▶ **DOCUMENT SECTION**:
◆ ◆ ◆ ◆ ◆ ◆ ◆

[ih] "how better protocols could solve those problems better"

Craig Partridge craig at tereschau.net
Wed Sep 30 16:49:19 PDT 2020


On Mon, Sep 28, 2020 at 5:31 PM John Gilmore via Internet-history <
internet-history at elists.isoc.org> wrote:

>
> Or, perhaps a simpler question, where are the pain points in current
> protocols, even if no replacements are on the horizon?
>

That's a great question, so I'll take a crack at part of it.

>From where I sit, I'm seeing the current protocols in pain related to Big
Data.  In particular, I'm seeing two pain points:

* Naming and organizing big data.  We are generating big data in many areas
faster than we can name it.  And by "name" I don't simply mean giving
something a filename but creating an environment to find that name,
including the right metadata, and storing the data in places folks can
easily retrieve it.  You can probably through archiving into that too (when
should data with this name be kept or discarded over time?).  What good are
FTP, SCP, HTTPS, if you can't find or retrieve the data?

◆ ◆ ◆ ◆ ◆ ◆ ◆

▶ **MATERIAL SHOWN**:

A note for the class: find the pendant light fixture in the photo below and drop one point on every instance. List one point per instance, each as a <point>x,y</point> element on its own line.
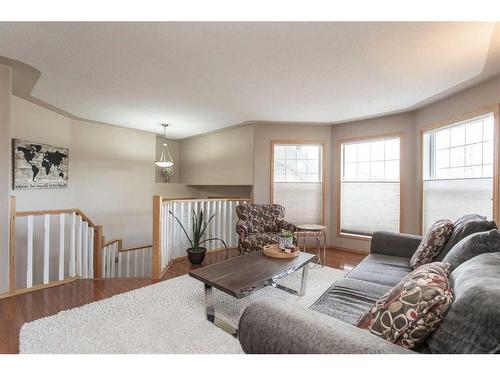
<point>165,159</point>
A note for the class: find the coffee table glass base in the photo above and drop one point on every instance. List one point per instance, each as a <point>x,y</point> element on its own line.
<point>222,324</point>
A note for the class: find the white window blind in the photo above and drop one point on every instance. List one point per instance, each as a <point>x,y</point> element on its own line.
<point>297,181</point>
<point>458,170</point>
<point>370,189</point>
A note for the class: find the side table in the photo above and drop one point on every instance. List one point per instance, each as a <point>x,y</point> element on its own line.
<point>316,231</point>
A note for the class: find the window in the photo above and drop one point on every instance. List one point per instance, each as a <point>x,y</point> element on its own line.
<point>298,181</point>
<point>458,170</point>
<point>369,186</point>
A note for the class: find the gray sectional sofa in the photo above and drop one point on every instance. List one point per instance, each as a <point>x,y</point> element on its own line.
<point>472,325</point>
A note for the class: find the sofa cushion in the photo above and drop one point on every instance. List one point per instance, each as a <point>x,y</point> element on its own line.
<point>463,227</point>
<point>473,245</point>
<point>413,309</point>
<point>348,299</point>
<point>381,269</point>
<point>432,243</point>
<point>472,324</point>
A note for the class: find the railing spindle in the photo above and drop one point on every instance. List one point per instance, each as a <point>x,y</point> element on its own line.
<point>46,248</point>
<point>120,259</point>
<point>128,263</point>
<point>85,254</point>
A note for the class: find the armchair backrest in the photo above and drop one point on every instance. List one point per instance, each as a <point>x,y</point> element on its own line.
<point>261,217</point>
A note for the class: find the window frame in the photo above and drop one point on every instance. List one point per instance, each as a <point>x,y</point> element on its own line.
<point>323,169</point>
<point>338,177</point>
<point>496,159</point>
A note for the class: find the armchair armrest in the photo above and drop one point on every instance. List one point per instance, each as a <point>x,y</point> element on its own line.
<point>241,228</point>
<point>276,327</point>
<point>395,244</point>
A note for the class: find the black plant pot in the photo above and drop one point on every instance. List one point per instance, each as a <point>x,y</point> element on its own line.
<point>196,257</point>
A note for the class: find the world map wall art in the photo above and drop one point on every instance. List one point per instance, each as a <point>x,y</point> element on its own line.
<point>39,166</point>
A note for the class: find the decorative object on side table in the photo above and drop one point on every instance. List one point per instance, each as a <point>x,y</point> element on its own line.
<point>196,253</point>
<point>316,231</point>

◆ ◆ ◆ ◆ ◆ ◆ ◆

▶ **REQUIRED ACTIONS**:
1/ Answer these about the post on protocol pain points:
(a) Who asked where the pain points in current protocols are?
(b) Which area does the writer see current protocols struggling with?
(c) Which three protocols does the writer name as useless if the data can't be found or retrieved?
2/ Update the post on protocol pain points: write out everything from "Craig Partridge craig" down to "part of it.", changing "crack" to "shot".
3/ In the post on protocol pain points, turn the paragraph that begins "* Naming and organizing big data." into a short list that keeps its main facts.
The listing isn't needed for any of this.

▶ **ANSWERS TO EACH TASK**:
1/
(a) John Gilmore
(b) Big Data
(c) FTP, SCP and HTTPS

2/
Craig Partridge craig at tereschau.net
Wed Sep 30 16:49:19 PDT 2020


On Mon, Sep 28, 2020 at 5:31 PM John Gilmore via Internet-history <
internet-history at elists.isoc.org> wrote:

>
> Or, perhaps a simpler question, where are the pain points in current
> protocols, even if no replacements are on the horizon?
>

That's a great question, so I'll take a shot at part of it.

3/
- Big data is being generated in many areas faster than it can be named.
- Naming means more than a filename. It means an environment to find the name, the right metadata, and storage where people can easily retrieve the data.
- Archiving may belong here too: when should data with a given name be kept or discarded?
- FTP, SCP and HTTPS are of little use if the data can't be found or retrieved.